_What you should do:_
Copy every line of the records below without changing anything.

[Point placement records]
• • • • •

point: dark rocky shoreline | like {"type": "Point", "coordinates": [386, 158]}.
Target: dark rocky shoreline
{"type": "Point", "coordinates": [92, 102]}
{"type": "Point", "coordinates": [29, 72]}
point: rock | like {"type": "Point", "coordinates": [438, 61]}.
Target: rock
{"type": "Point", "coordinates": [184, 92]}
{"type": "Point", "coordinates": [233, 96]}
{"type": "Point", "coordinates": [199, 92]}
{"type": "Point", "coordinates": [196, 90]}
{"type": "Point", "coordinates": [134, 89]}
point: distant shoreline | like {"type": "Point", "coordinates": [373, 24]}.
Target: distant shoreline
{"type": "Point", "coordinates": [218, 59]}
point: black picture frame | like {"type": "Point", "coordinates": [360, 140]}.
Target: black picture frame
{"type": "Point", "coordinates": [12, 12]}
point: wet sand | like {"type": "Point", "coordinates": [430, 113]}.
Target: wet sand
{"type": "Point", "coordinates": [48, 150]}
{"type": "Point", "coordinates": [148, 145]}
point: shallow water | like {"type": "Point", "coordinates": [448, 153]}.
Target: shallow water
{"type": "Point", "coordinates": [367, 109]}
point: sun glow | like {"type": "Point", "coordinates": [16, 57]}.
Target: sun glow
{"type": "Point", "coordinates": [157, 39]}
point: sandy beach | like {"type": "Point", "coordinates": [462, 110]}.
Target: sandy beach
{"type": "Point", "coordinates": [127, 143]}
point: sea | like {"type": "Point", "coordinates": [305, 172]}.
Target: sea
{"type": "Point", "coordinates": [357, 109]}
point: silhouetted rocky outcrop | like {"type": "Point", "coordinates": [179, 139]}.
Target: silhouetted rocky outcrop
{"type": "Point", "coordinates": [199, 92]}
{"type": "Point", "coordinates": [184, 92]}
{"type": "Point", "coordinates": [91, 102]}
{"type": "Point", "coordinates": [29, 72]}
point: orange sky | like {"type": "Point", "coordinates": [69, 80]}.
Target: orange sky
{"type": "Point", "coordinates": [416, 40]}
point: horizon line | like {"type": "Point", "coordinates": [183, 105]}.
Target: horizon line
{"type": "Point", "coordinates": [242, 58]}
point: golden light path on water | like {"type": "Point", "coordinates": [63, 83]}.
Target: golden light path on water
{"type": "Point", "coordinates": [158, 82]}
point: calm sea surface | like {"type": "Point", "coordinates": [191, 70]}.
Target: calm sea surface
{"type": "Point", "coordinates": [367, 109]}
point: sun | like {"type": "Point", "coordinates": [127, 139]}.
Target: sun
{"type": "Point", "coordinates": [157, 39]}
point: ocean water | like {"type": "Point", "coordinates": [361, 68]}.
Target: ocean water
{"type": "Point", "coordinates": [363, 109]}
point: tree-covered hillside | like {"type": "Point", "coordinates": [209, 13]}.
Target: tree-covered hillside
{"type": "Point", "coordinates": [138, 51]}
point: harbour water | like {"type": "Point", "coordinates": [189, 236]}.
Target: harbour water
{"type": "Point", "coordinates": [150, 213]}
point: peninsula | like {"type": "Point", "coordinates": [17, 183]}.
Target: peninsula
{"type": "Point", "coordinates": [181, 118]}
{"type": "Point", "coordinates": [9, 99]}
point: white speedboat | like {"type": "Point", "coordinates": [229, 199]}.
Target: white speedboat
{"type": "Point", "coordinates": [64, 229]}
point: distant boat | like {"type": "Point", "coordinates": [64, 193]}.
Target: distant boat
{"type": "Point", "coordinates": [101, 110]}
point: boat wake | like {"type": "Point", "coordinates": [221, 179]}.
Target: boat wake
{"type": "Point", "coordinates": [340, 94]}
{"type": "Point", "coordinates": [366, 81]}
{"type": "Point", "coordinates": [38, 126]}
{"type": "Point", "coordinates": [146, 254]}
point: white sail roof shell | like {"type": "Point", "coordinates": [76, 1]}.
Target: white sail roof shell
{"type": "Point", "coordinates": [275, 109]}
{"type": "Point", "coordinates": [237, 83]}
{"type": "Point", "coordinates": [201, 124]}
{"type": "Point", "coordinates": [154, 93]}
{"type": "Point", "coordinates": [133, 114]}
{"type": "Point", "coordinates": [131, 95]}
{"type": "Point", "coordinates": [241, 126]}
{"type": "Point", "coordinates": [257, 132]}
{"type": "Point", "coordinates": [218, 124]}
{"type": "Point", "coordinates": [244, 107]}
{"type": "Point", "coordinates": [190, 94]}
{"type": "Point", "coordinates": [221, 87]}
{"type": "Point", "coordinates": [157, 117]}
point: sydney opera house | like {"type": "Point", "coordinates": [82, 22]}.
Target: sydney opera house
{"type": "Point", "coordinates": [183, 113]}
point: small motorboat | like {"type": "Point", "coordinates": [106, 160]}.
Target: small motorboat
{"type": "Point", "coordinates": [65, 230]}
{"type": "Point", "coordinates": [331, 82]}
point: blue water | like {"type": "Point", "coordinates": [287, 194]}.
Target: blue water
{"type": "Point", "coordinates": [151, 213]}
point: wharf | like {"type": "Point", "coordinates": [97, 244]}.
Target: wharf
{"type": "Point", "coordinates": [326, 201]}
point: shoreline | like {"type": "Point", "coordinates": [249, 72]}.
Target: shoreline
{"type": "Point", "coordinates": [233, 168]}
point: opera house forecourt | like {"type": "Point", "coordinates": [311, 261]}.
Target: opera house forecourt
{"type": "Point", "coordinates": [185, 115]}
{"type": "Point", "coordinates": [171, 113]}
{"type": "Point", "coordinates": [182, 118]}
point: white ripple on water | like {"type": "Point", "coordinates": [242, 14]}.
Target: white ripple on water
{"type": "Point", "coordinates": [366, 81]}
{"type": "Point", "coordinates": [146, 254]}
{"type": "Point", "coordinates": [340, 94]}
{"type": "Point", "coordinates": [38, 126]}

• • • • •

_Output of the exercise:_
point: dark rocky shoreline | like {"type": "Point", "coordinates": [386, 158]}.
Target: dark rocky shoreline
{"type": "Point", "coordinates": [92, 102]}
{"type": "Point", "coordinates": [29, 72]}
point: rock | like {"type": "Point", "coordinates": [438, 61]}.
Target: rock
{"type": "Point", "coordinates": [184, 92]}
{"type": "Point", "coordinates": [233, 96]}
{"type": "Point", "coordinates": [199, 92]}
{"type": "Point", "coordinates": [196, 90]}
{"type": "Point", "coordinates": [134, 89]}
point: distant shoreline | like {"type": "Point", "coordinates": [373, 24]}.
Target: distant shoreline
{"type": "Point", "coordinates": [218, 59]}
point: black picture frame | like {"type": "Point", "coordinates": [360, 140]}.
Target: black picture frame
{"type": "Point", "coordinates": [12, 12]}
point: wet sand | like {"type": "Point", "coordinates": [430, 113]}.
Target: wet sand
{"type": "Point", "coordinates": [48, 150]}
{"type": "Point", "coordinates": [148, 145]}
point: shallow water | like {"type": "Point", "coordinates": [448, 153]}.
Target: shallow water
{"type": "Point", "coordinates": [367, 109]}
point: sun glow | like {"type": "Point", "coordinates": [16, 57]}.
Target: sun glow
{"type": "Point", "coordinates": [157, 39]}
point: sandy beach | like {"type": "Point", "coordinates": [462, 110]}.
Target: sandy beach
{"type": "Point", "coordinates": [127, 143]}
point: sea | like {"type": "Point", "coordinates": [305, 172]}.
Target: sea
{"type": "Point", "coordinates": [357, 109]}
point: silhouetted rocky outcrop | like {"type": "Point", "coordinates": [179, 139]}.
Target: silhouetted rocky outcrop
{"type": "Point", "coordinates": [199, 92]}
{"type": "Point", "coordinates": [184, 92]}
{"type": "Point", "coordinates": [91, 102]}
{"type": "Point", "coordinates": [29, 72]}
point: orange sky | like {"type": "Point", "coordinates": [69, 80]}.
Target: orange sky
{"type": "Point", "coordinates": [416, 40]}
point: horizon line | like {"type": "Point", "coordinates": [183, 105]}.
Target: horizon line
{"type": "Point", "coordinates": [242, 58]}
point: golden light path on water | like {"type": "Point", "coordinates": [63, 83]}.
Target: golden light path on water
{"type": "Point", "coordinates": [158, 82]}
point: calm sea surface | like {"type": "Point", "coordinates": [191, 70]}.
Target: calm sea surface
{"type": "Point", "coordinates": [367, 109]}
point: sun | like {"type": "Point", "coordinates": [127, 139]}.
Target: sun
{"type": "Point", "coordinates": [157, 39]}
point: ocean water | like {"type": "Point", "coordinates": [361, 68]}.
Target: ocean water
{"type": "Point", "coordinates": [363, 109]}
point: tree-covered hillside | like {"type": "Point", "coordinates": [209, 13]}.
Target: tree-covered hillside
{"type": "Point", "coordinates": [138, 51]}
point: harbour water | like {"type": "Point", "coordinates": [189, 236]}.
Target: harbour water
{"type": "Point", "coordinates": [150, 213]}
point: peninsula | like {"type": "Point", "coordinates": [17, 183]}.
Target: peninsula
{"type": "Point", "coordinates": [181, 118]}
{"type": "Point", "coordinates": [9, 99]}
point: white speedboat | like {"type": "Point", "coordinates": [229, 199]}.
Target: white speedboat
{"type": "Point", "coordinates": [64, 229]}
point: distant boat | like {"type": "Point", "coordinates": [64, 193]}.
Target: distant boat
{"type": "Point", "coordinates": [101, 110]}
point: boat wake | like {"type": "Point", "coordinates": [221, 179]}.
Target: boat wake
{"type": "Point", "coordinates": [340, 94]}
{"type": "Point", "coordinates": [366, 81]}
{"type": "Point", "coordinates": [38, 126]}
{"type": "Point", "coordinates": [146, 254]}
point: white sail roof shell | like {"type": "Point", "coordinates": [76, 1]}.
Target: white sail roof shell
{"type": "Point", "coordinates": [275, 109]}
{"type": "Point", "coordinates": [237, 83]}
{"type": "Point", "coordinates": [201, 124]}
{"type": "Point", "coordinates": [154, 93]}
{"type": "Point", "coordinates": [133, 114]}
{"type": "Point", "coordinates": [131, 95]}
{"type": "Point", "coordinates": [241, 126]}
{"type": "Point", "coordinates": [257, 132]}
{"type": "Point", "coordinates": [218, 124]}
{"type": "Point", "coordinates": [244, 107]}
{"type": "Point", "coordinates": [190, 94]}
{"type": "Point", "coordinates": [221, 87]}
{"type": "Point", "coordinates": [157, 117]}
point: sydney opera house | like {"type": "Point", "coordinates": [82, 22]}.
Target: sydney opera house
{"type": "Point", "coordinates": [183, 113]}
point: small motorboat | like {"type": "Point", "coordinates": [106, 160]}.
Target: small motorboat
{"type": "Point", "coordinates": [65, 230]}
{"type": "Point", "coordinates": [331, 82]}
point: blue water | like {"type": "Point", "coordinates": [287, 194]}.
Target: blue water
{"type": "Point", "coordinates": [151, 213]}
point: wharf | like {"type": "Point", "coordinates": [97, 244]}.
Target: wharf
{"type": "Point", "coordinates": [326, 201]}
point: shoreline | like {"type": "Point", "coordinates": [249, 72]}.
Target: shoreline
{"type": "Point", "coordinates": [233, 168]}
point: opera house forecourt | like {"type": "Point", "coordinates": [311, 261]}.
Target: opera house forecourt
{"type": "Point", "coordinates": [185, 115]}
{"type": "Point", "coordinates": [171, 113]}
{"type": "Point", "coordinates": [182, 118]}
point: white ripple on water | like {"type": "Point", "coordinates": [242, 14]}.
Target: white ripple on water
{"type": "Point", "coordinates": [366, 81]}
{"type": "Point", "coordinates": [146, 254]}
{"type": "Point", "coordinates": [340, 94]}
{"type": "Point", "coordinates": [38, 126]}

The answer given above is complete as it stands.